# [Task requirements]
Which lines in the entries below contain the string "baseboard", with case counting? Pull out every one of them.

# [Given data]
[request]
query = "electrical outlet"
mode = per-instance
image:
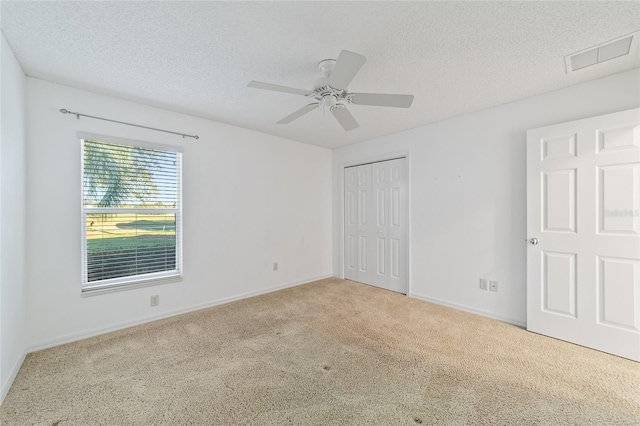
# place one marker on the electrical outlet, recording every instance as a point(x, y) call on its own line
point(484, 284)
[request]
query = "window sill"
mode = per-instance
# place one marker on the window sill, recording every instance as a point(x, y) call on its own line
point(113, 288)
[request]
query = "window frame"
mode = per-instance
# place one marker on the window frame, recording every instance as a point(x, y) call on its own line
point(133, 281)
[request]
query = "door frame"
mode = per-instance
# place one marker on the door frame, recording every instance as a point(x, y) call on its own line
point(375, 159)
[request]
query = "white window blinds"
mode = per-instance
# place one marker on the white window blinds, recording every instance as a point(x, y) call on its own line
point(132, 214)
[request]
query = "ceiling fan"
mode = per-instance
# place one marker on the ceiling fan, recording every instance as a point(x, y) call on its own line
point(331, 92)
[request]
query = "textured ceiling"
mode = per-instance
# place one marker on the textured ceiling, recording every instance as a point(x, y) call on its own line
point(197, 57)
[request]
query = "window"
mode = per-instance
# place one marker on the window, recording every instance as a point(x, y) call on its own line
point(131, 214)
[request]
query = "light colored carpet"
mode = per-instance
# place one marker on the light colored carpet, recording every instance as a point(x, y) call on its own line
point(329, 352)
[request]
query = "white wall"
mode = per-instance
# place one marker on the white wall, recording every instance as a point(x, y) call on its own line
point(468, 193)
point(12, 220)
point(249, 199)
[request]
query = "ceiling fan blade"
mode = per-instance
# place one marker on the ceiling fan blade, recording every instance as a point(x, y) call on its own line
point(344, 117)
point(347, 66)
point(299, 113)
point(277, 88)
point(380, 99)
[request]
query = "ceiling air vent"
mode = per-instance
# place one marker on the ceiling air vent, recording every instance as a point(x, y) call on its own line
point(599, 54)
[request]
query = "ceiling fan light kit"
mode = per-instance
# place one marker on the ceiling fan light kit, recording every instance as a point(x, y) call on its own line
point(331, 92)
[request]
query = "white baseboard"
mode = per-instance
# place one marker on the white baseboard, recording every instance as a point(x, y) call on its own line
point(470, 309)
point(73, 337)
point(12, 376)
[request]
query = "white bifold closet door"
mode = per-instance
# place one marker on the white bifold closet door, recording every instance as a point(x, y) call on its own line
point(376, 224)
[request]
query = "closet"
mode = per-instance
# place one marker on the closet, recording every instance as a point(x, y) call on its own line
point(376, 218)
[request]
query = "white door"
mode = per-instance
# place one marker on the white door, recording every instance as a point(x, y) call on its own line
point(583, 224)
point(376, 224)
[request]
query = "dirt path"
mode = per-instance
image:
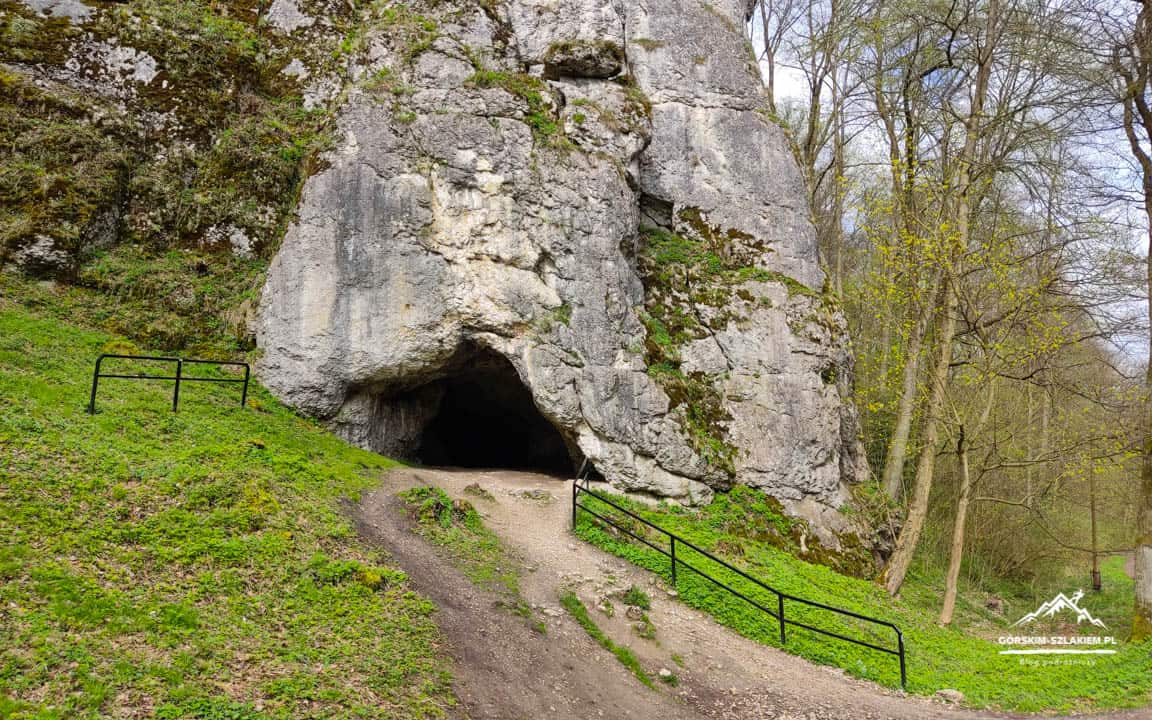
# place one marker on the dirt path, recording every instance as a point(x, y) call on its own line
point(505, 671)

# [Complete answer]
query = "white baseboard"
# place one marker on the white baseboard, recording every instance as a point(x, y) call on its own line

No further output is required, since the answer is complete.